To do
Write out each line of the entries exactly, starting at the first and finishing with the line that contains "of the index".
Data to examine START
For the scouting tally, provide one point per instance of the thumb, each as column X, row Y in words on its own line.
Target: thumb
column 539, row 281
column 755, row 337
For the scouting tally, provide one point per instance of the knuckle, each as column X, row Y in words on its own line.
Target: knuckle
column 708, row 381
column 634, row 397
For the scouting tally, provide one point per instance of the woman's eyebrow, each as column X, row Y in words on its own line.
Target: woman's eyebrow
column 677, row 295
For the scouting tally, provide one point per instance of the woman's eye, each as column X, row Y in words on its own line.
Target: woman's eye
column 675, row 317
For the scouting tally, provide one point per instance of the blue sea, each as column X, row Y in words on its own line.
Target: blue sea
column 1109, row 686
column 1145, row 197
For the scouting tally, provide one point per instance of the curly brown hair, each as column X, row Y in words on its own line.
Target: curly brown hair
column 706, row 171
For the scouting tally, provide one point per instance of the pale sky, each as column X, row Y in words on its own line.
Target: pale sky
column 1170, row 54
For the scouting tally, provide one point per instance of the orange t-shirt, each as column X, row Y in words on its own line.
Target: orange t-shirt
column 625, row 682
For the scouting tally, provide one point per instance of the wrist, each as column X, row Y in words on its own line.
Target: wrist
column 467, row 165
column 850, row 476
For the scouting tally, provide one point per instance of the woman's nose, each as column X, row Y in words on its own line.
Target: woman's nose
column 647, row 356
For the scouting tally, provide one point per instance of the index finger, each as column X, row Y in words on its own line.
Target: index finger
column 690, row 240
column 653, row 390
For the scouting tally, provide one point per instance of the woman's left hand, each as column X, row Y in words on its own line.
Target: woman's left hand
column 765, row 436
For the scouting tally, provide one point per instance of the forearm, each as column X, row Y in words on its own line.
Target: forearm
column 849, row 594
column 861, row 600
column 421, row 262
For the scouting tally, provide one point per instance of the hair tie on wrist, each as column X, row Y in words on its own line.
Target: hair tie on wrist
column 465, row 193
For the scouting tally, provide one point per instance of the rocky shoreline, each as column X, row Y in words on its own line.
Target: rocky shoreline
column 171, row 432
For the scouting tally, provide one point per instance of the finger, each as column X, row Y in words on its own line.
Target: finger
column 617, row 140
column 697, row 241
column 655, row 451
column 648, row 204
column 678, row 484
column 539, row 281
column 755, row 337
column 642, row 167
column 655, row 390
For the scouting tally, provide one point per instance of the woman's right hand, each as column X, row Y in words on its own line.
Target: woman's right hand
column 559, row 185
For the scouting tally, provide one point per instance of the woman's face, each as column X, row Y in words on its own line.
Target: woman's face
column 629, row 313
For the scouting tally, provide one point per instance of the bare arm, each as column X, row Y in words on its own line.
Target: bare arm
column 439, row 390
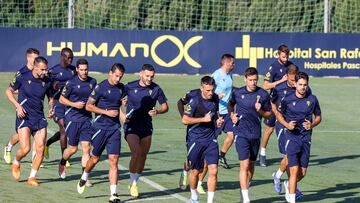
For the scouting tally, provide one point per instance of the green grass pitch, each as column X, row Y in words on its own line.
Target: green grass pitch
column 333, row 174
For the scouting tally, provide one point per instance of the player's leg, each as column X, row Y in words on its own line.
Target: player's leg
column 183, row 176
column 113, row 177
column 50, row 141
column 24, row 140
column 14, row 139
column 39, row 139
column 212, row 181
column 202, row 175
column 244, row 179
column 133, row 141
column 228, row 141
column 193, row 180
column 63, row 140
column 264, row 141
column 98, row 140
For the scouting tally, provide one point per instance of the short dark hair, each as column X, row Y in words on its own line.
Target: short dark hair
column 250, row 71
column 302, row 75
column 40, row 59
column 207, row 80
column 147, row 67
column 284, row 48
column 32, row 51
column 292, row 69
column 66, row 49
column 226, row 56
column 117, row 66
column 81, row 62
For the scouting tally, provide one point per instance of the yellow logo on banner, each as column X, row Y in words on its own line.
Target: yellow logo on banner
column 89, row 48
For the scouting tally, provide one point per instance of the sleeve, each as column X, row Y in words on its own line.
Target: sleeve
column 66, row 91
column 96, row 93
column 266, row 106
column 16, row 82
column 274, row 95
column 269, row 76
column 282, row 106
column 317, row 110
column 161, row 96
column 190, row 108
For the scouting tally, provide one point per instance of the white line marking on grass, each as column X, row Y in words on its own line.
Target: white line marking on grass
column 147, row 181
column 316, row 131
column 157, row 186
column 149, row 199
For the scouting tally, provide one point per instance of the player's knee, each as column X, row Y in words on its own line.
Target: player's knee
column 212, row 170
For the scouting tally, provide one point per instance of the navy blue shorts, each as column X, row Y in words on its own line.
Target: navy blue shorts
column 111, row 139
column 78, row 131
column 280, row 133
column 200, row 151
column 270, row 121
column 33, row 124
column 298, row 152
column 140, row 132
column 59, row 111
column 227, row 126
column 247, row 148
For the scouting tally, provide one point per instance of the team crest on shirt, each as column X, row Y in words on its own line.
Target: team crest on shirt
column 187, row 108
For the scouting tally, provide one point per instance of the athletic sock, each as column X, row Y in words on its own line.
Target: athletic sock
column 263, row 151
column 278, row 173
column 194, row 195
column 292, row 198
column 245, row 195
column 33, row 173
column 16, row 162
column 211, row 197
column 84, row 176
column 222, row 154
column 9, row 147
column 113, row 189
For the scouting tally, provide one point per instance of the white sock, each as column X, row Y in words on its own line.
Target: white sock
column 84, row 176
column 137, row 176
column 112, row 189
column 211, row 197
column 292, row 198
column 263, row 151
column 9, row 147
column 245, row 195
column 33, row 155
column 32, row 173
column 194, row 195
column 278, row 173
column 132, row 178
column 16, row 162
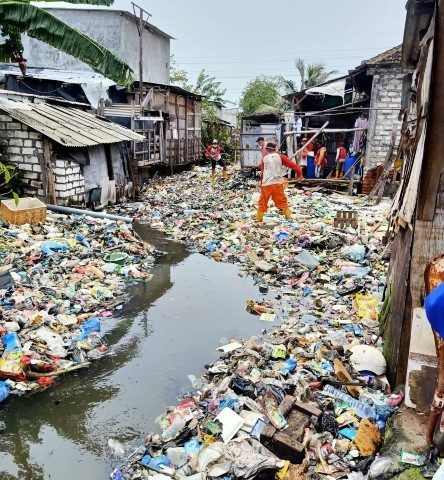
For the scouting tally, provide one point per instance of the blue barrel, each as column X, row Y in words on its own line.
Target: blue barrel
column 310, row 168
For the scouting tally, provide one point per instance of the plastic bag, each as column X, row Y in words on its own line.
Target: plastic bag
column 4, row 391
column 367, row 306
column 90, row 326
column 307, row 259
column 49, row 248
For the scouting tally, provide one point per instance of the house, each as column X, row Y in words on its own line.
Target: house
column 169, row 119
column 115, row 30
column 372, row 91
column 381, row 78
column 417, row 231
column 67, row 155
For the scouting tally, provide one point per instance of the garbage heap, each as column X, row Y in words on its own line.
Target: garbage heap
column 307, row 399
column 58, row 282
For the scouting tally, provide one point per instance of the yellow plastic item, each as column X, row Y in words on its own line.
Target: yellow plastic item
column 282, row 474
column 366, row 306
column 208, row 439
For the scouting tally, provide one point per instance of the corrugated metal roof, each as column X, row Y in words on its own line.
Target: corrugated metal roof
column 67, row 126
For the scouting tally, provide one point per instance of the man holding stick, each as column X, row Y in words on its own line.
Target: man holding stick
column 271, row 182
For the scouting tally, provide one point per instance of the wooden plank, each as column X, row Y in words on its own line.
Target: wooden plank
column 433, row 165
column 396, row 331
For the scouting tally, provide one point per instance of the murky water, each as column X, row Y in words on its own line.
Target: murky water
column 168, row 331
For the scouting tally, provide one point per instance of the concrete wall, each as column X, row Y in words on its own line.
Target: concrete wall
column 115, row 31
column 386, row 94
column 156, row 52
column 24, row 148
column 69, row 182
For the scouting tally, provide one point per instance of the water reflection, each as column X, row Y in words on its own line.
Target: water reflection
column 168, row 330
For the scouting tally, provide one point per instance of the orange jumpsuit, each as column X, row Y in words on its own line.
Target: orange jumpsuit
column 271, row 181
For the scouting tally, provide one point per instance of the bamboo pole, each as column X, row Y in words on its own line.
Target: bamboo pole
column 311, row 139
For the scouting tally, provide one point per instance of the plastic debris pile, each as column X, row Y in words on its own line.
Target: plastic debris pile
column 58, row 283
column 307, row 399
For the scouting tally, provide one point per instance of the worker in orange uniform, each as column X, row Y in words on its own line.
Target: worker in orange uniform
column 341, row 155
column 214, row 151
column 320, row 161
column 271, row 182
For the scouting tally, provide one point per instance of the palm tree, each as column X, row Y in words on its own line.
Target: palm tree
column 18, row 17
column 209, row 87
column 313, row 74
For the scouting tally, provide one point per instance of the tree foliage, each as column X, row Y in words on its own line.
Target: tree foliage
column 313, row 74
column 261, row 92
column 20, row 16
column 209, row 87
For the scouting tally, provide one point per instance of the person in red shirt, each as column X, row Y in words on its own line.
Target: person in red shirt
column 214, row 151
column 271, row 182
column 341, row 155
column 320, row 161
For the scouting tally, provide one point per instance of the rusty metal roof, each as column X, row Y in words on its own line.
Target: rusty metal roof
column 67, row 125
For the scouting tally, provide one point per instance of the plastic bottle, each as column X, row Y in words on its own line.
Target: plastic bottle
column 439, row 474
column 362, row 410
column 174, row 429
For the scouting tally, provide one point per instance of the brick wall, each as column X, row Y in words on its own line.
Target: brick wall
column 69, row 182
column 24, row 148
column 386, row 94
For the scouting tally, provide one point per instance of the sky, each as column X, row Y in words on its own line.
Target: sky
column 237, row 40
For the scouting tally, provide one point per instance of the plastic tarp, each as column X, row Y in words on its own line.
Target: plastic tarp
column 334, row 89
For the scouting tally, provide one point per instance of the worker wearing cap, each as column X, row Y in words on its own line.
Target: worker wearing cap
column 271, row 181
column 263, row 146
column 214, row 152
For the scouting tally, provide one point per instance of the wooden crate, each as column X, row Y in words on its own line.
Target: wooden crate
column 28, row 210
column 346, row 218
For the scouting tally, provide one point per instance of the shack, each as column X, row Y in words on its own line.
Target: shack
column 170, row 119
column 418, row 208
column 115, row 29
column 362, row 109
column 67, row 155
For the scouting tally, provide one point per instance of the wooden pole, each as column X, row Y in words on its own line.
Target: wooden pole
column 312, row 138
column 352, row 181
column 433, row 166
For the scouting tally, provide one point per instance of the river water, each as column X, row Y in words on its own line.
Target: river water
column 168, row 330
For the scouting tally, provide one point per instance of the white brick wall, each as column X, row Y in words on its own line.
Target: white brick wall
column 24, row 148
column 386, row 94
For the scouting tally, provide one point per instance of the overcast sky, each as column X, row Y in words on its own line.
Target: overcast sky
column 236, row 40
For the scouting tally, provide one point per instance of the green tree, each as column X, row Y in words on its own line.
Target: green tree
column 212, row 92
column 313, row 74
column 19, row 16
column 259, row 93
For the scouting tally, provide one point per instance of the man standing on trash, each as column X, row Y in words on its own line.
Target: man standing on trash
column 214, row 152
column 271, row 181
column 263, row 145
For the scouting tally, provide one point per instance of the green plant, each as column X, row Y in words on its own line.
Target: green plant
column 211, row 131
column 312, row 74
column 259, row 92
column 20, row 16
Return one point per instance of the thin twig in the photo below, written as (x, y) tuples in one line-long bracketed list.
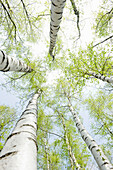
[(102, 41)]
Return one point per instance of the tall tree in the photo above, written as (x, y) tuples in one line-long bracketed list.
[(74, 163), (20, 150), (99, 156)]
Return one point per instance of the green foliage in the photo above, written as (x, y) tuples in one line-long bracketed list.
[(100, 108), (65, 77), (7, 118)]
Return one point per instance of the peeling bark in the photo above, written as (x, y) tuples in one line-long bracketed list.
[(96, 151), (56, 17), (20, 150), (12, 64), (73, 160)]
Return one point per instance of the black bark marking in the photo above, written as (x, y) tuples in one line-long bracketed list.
[(33, 141), (16, 133), (82, 130), (21, 119), (85, 138), (93, 147), (8, 154), (7, 63), (54, 4), (3, 57), (89, 146), (29, 125), (104, 163)]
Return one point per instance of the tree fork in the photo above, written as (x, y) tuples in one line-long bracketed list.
[(20, 150), (96, 151), (12, 64)]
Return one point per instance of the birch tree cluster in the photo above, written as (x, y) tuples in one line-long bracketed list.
[(57, 58)]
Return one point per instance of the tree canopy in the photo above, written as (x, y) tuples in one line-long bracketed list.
[(67, 50)]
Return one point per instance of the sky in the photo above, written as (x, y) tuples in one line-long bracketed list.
[(11, 99)]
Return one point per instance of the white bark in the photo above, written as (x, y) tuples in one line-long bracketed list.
[(56, 17), (20, 150), (101, 77), (46, 151), (12, 64), (96, 151), (73, 160)]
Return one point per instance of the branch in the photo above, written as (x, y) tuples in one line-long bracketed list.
[(52, 133), (77, 14), (102, 41), (26, 13), (103, 17), (9, 17)]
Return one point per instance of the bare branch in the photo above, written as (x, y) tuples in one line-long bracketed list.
[(51, 133), (103, 41), (26, 13), (77, 14), (5, 9)]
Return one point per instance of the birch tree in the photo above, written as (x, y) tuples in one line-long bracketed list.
[(74, 163), (96, 151), (12, 64), (56, 17), (20, 150)]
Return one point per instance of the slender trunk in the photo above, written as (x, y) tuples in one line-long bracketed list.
[(96, 151), (73, 160), (20, 150), (12, 64), (101, 77), (46, 151), (56, 17)]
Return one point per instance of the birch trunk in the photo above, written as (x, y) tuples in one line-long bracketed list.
[(12, 64), (46, 151), (56, 17), (73, 160), (20, 150), (96, 151), (101, 77)]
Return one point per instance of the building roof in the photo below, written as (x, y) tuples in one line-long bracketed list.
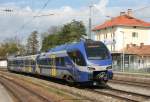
[(123, 20), (142, 50)]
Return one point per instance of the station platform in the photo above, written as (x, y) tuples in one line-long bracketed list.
[(4, 96)]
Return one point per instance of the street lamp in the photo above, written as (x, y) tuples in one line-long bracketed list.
[(122, 51), (90, 21)]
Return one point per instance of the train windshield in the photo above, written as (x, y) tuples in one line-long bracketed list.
[(97, 51)]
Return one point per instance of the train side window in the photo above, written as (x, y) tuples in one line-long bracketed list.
[(77, 58), (60, 61)]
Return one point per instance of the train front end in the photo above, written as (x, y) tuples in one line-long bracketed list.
[(99, 62)]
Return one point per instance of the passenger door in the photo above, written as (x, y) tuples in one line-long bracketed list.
[(53, 71)]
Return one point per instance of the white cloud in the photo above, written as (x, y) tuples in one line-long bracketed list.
[(11, 22)]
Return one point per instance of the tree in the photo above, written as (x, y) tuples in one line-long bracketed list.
[(32, 43), (70, 32)]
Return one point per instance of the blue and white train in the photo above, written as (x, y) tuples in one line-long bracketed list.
[(87, 62)]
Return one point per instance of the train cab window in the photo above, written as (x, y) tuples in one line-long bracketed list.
[(77, 58), (60, 61)]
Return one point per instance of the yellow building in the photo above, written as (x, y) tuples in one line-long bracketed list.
[(123, 30), (120, 33)]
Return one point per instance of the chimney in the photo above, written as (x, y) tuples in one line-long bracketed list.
[(122, 13), (128, 46), (141, 45), (129, 12)]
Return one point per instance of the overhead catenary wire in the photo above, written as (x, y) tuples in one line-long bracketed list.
[(33, 17)]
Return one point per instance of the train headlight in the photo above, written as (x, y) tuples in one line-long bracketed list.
[(91, 68), (110, 67)]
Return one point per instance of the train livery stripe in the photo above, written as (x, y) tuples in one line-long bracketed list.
[(53, 71)]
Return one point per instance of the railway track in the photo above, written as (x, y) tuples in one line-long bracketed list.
[(21, 92), (122, 95), (40, 84), (138, 84), (117, 94)]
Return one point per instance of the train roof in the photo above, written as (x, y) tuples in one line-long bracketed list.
[(23, 57), (71, 46)]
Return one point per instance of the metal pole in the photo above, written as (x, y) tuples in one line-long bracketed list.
[(123, 52), (90, 21)]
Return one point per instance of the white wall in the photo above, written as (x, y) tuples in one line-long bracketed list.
[(143, 36)]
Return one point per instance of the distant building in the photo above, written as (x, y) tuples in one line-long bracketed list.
[(119, 34)]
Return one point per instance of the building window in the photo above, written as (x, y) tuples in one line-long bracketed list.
[(134, 34)]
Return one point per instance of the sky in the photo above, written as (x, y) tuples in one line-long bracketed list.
[(21, 23)]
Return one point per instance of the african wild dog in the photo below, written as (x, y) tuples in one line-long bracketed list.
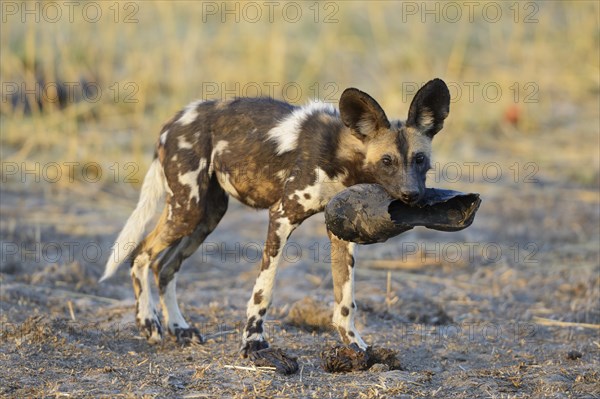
[(294, 160)]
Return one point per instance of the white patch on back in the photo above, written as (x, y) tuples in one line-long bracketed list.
[(226, 184), (190, 113), (285, 133), (191, 179), (219, 148), (320, 192), (183, 144)]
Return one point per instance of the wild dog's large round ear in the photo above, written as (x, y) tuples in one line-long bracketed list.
[(429, 108), (360, 112)]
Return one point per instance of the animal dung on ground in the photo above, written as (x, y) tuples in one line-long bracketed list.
[(346, 358), (367, 214), (275, 357)]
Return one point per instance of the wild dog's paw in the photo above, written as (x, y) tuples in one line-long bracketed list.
[(189, 335), (252, 346), (151, 329), (275, 357)]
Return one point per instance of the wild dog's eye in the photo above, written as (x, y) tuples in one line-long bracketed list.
[(386, 160)]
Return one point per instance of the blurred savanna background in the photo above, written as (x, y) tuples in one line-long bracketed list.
[(86, 87)]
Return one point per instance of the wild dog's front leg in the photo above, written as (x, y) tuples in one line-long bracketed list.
[(280, 229), (342, 269)]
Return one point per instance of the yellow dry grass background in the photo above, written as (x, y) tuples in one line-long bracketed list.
[(150, 58)]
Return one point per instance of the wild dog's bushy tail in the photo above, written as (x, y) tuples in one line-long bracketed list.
[(153, 190)]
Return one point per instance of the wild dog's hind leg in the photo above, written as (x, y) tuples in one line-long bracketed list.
[(280, 228), (342, 269), (166, 269), (174, 224)]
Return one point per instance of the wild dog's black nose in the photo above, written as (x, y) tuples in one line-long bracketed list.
[(410, 196)]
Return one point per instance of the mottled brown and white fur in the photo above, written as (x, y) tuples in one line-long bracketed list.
[(268, 154)]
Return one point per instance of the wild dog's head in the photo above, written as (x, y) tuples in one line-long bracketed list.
[(397, 154)]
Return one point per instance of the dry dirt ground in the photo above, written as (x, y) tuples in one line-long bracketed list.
[(507, 308)]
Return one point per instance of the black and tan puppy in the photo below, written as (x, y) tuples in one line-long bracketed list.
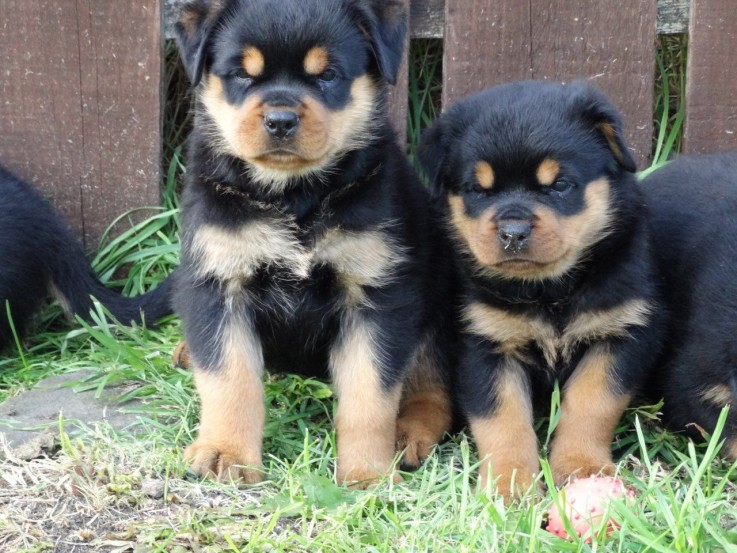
[(40, 257), (553, 242), (308, 242), (692, 203)]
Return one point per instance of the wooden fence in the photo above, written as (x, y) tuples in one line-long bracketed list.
[(81, 100)]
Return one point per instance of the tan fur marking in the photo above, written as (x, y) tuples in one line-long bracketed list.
[(556, 245), (506, 440), (253, 61), (590, 411), (595, 325), (547, 171), (366, 412), (360, 258), (513, 332), (233, 411), (484, 175), (425, 409), (235, 255), (322, 138), (719, 394), (316, 61)]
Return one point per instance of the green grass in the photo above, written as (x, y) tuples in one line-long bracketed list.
[(92, 491)]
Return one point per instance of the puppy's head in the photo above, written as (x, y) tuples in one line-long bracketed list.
[(531, 173), (288, 86)]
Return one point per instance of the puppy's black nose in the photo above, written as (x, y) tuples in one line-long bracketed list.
[(514, 235), (281, 123)]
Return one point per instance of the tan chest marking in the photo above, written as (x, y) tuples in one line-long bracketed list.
[(514, 332), (236, 254), (359, 258)]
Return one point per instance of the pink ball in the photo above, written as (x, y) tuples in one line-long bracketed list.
[(585, 501)]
Data to examine END
Reply to the task
For the scouting tally, provide one point per instance of the thumb, each as column X, row Y in words on its own line.
Target: thumb
column 539, row 281
column 755, row 337
For the scouting tally, provide one point per instance of the knuckle, each as column X, row Y in words on its own line.
Target: knuckle
column 708, row 381
column 634, row 397
For the scouting tally, provide one point per instance of the woman's eyebrow, each as column X, row Y in words on its own line.
Target: woman's eyebrow
column 677, row 295
For the scouting tally, provide one point per instance of the woman's eye, each as column X, row Y in words on its own line.
Target: woman's eye
column 675, row 317
For the scouting tally, provide one point per instance of the blue sea, each as column X, row Y in words on its own line.
Target: blue sea
column 1109, row 686
column 1145, row 197
For the scouting tally, provide one point per instance of the curly brown hair, each as column X, row Y in words on its own line.
Target: curly brown hair
column 706, row 171
For the scouting tally, provide one point per instance of the pale sky, each as column X, row Y in words on its own line.
Target: pale sky
column 1170, row 54
For the scouting tally, provide one point per instance of the orange t-shirt, each as column X, row Y in words on its own line.
Target: orange t-shirt
column 625, row 682
For the scouting tally, provide one point per instance of the wrist, each as column X, row Y in words on its own line.
Target: wrist
column 467, row 165
column 850, row 476
For the scouting tally, provide one point per instance of the woman's nose, each as column X, row Y in words on its own line.
Target: woman's nose
column 647, row 356
For the scouting tally, provide one point per instance of the index finger, each as column X, row Y in words on its own line.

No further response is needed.